- **SUPPLIED MATERIAL**:

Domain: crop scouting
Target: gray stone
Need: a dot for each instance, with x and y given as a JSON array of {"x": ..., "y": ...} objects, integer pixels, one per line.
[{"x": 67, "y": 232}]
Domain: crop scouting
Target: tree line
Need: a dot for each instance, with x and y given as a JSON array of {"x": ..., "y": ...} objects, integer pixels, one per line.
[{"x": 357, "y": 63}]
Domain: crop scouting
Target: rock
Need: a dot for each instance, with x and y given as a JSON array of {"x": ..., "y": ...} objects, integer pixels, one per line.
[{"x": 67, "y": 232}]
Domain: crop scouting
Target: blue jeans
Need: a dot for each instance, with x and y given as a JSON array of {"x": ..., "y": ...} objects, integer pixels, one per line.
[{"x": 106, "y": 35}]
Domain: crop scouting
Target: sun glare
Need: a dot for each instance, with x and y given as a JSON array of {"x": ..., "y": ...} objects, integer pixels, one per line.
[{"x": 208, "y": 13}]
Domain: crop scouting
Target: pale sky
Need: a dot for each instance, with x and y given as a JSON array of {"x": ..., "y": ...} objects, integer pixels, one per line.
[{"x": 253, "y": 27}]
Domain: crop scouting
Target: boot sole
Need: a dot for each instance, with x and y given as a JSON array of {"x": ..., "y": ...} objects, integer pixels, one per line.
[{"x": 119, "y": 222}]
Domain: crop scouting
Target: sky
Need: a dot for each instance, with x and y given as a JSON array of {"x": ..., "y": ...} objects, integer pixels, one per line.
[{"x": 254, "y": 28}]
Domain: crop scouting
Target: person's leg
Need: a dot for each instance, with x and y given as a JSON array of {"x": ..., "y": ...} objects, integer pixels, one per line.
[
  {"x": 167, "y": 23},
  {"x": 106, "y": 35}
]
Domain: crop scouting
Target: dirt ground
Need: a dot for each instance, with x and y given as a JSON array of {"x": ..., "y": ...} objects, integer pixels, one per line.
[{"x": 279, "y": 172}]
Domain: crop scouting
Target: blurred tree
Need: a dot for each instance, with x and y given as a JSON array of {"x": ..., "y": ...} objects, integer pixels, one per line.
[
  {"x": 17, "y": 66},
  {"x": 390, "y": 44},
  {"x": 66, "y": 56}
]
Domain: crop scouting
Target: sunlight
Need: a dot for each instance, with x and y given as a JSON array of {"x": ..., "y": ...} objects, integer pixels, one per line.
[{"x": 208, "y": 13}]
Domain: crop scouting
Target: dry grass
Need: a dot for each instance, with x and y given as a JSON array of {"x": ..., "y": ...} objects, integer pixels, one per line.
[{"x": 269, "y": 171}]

...

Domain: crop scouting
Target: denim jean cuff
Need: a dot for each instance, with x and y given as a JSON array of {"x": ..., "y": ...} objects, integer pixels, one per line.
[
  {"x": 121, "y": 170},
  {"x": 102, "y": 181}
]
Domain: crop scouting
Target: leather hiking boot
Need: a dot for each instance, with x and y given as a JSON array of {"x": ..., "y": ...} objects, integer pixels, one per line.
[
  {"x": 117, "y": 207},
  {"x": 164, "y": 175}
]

- **TASK GOAL**: Report every line of the rows above that contains the string "tree", copying each one in full. Case counts.

- **CORRECT RESULT**:
Target: tree line
Target: blurred tree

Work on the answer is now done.